*Selected text:*
* * *

Monday, February 18, 2019

Hoard of Roman coins found in Warwickshire, England

Via the always good History Blog.

Many of the coins come from the year of four emperors, all very rare.


There are 78 coins in the collection, all silver denarii, in decent but not great condition. This is the second Roman coin hoard unearthed in Warwickshire since 2015. The first was larger, containing 440 silver denarii stashed in a large clay pot and buried in what is now Edge Hill, but what makes this one unique is that its coins date to 68-69 A.D., from the end of the reign of the Nero through the infamous Year of the Four Emperors. 


The overthrow of Nero and his consequent suicide threw the empire into chaos. Competing generals vied for the throne, and coup followed coup installing Galba, Otho and Vitellius successively as emperors for a few months apiece. The civil wars ended when Vespasian became emperor in July of 69 A.D. and founded the Flavian dynasty that would rule Rome for 27 years. 

This guy looks the part of an Imperator.

Wars are expensive things and private armies don’t fight just for the principle. Galba found this out from day one, as he’d been acclaimed emperor by the Praetorian Guard who had been promised by their calculating leaders monetary reward for their support, something they had developed a taste for under the Julio-Claudians. But Galba had no intention of paying for the loyalty of his own guard, and with the imperial treasury in the doldrums, the coins he struck weren’t going to line the pockets of soldiers.

* * *

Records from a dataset
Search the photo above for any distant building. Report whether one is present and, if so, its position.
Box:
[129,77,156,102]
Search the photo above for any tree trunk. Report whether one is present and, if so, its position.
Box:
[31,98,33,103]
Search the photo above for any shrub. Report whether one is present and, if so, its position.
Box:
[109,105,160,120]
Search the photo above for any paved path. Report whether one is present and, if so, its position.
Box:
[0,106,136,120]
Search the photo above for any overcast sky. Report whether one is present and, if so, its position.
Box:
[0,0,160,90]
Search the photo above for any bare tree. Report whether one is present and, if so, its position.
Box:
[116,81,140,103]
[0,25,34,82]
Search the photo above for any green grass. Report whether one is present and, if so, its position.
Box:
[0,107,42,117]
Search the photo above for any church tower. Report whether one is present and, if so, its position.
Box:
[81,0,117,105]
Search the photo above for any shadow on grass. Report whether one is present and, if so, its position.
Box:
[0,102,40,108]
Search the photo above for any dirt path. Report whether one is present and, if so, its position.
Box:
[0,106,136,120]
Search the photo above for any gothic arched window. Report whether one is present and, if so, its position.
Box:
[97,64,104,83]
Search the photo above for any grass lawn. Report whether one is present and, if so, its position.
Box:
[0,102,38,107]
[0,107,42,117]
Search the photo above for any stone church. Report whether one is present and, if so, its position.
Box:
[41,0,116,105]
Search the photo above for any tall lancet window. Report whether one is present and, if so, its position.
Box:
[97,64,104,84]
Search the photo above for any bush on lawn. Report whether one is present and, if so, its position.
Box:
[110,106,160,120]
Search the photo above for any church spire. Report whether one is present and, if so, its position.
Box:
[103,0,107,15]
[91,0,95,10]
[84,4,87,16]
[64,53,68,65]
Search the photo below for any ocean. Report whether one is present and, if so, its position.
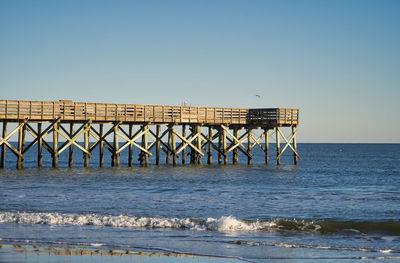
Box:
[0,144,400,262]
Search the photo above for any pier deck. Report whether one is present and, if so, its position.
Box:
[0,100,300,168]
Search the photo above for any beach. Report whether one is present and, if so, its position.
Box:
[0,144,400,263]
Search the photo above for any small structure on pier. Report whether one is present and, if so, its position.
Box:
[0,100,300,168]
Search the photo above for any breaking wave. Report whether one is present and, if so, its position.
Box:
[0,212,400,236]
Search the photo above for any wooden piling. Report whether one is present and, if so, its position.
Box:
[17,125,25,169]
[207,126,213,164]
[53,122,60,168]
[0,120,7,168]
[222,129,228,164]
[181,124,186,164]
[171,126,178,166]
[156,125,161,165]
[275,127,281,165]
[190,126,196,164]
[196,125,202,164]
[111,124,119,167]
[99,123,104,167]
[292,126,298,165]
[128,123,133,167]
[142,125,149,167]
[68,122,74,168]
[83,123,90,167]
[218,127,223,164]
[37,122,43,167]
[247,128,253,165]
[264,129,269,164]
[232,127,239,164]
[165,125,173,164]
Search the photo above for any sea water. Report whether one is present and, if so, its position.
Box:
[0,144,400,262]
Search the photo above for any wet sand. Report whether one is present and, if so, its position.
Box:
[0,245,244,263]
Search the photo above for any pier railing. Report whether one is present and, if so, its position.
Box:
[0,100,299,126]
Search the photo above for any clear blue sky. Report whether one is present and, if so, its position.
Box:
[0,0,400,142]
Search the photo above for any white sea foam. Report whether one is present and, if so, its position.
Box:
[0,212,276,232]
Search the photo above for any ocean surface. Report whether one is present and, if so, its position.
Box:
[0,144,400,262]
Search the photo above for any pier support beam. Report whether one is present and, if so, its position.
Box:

* * *

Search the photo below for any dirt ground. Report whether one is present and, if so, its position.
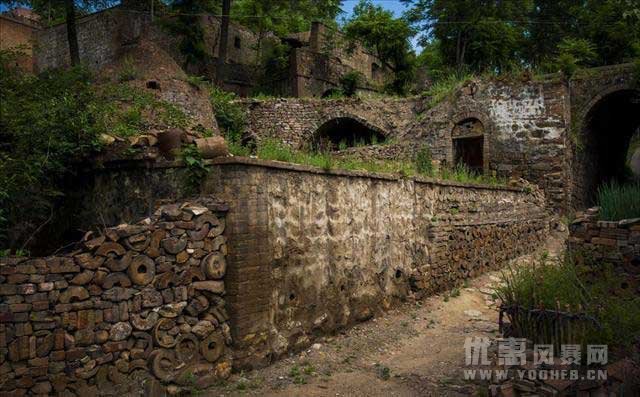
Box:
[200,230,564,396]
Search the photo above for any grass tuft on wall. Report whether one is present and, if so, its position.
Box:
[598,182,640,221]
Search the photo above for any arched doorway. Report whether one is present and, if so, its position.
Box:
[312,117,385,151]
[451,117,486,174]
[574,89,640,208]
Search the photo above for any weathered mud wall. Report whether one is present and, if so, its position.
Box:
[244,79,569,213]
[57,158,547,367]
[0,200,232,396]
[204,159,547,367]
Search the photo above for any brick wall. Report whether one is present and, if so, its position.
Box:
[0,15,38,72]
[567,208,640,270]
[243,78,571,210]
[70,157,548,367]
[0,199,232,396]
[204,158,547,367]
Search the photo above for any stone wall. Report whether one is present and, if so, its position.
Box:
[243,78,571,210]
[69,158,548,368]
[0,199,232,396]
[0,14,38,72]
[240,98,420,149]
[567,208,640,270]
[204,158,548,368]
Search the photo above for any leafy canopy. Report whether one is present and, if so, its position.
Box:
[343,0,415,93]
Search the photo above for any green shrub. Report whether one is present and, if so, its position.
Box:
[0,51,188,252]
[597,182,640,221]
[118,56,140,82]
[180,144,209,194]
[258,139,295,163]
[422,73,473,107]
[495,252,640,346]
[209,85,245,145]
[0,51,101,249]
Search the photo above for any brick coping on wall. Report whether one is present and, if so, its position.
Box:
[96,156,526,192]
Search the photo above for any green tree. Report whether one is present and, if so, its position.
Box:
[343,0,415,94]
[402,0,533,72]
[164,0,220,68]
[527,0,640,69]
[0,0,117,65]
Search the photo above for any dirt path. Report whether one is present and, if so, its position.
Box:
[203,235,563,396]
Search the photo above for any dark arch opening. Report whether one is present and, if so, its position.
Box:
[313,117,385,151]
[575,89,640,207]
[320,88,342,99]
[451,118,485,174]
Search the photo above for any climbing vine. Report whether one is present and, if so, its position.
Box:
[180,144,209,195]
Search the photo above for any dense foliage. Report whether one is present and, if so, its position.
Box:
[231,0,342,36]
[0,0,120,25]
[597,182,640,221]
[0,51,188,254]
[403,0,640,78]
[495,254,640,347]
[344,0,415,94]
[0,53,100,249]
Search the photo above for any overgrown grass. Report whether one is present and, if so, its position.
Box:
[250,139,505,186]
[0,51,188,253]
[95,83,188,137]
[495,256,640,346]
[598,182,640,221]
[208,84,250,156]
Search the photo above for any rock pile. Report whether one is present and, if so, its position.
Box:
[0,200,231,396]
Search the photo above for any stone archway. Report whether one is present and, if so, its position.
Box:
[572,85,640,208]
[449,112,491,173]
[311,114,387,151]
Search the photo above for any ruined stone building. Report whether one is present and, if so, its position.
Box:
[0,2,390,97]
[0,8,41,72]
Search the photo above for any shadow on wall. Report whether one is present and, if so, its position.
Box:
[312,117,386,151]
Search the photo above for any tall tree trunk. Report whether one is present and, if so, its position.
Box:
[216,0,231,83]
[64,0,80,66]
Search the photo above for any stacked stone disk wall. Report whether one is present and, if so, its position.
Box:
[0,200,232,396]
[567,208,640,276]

* * *

*Task set:*
- a) The post about the Warwickshire coin hoard says the coins Galba struck weren't going to line soldiers' pockets. Why not, according to the post?
- b) Answer these from the post about the Warwickshire coin hoard:
(i) How many coins are in the newly found hoard?
(ii) How many silver denarii did the earlier Warwickshire hoard contain, and where was it buried?
(iii) For how many years did the Flavian dynasty rule Rome?

*Replies:*
- a) Galba had no intention of paying for the loyalty of his own guard, even though the Praetorian Guard had acclaimed him after being promised a monetary reward. The imperial treasury was also in the doldrums.

- b)
(i) 78 coins, all silver denarii.
(ii) 440 silver denarii, buried in what is now Edge Hill.
(iii) 27 years.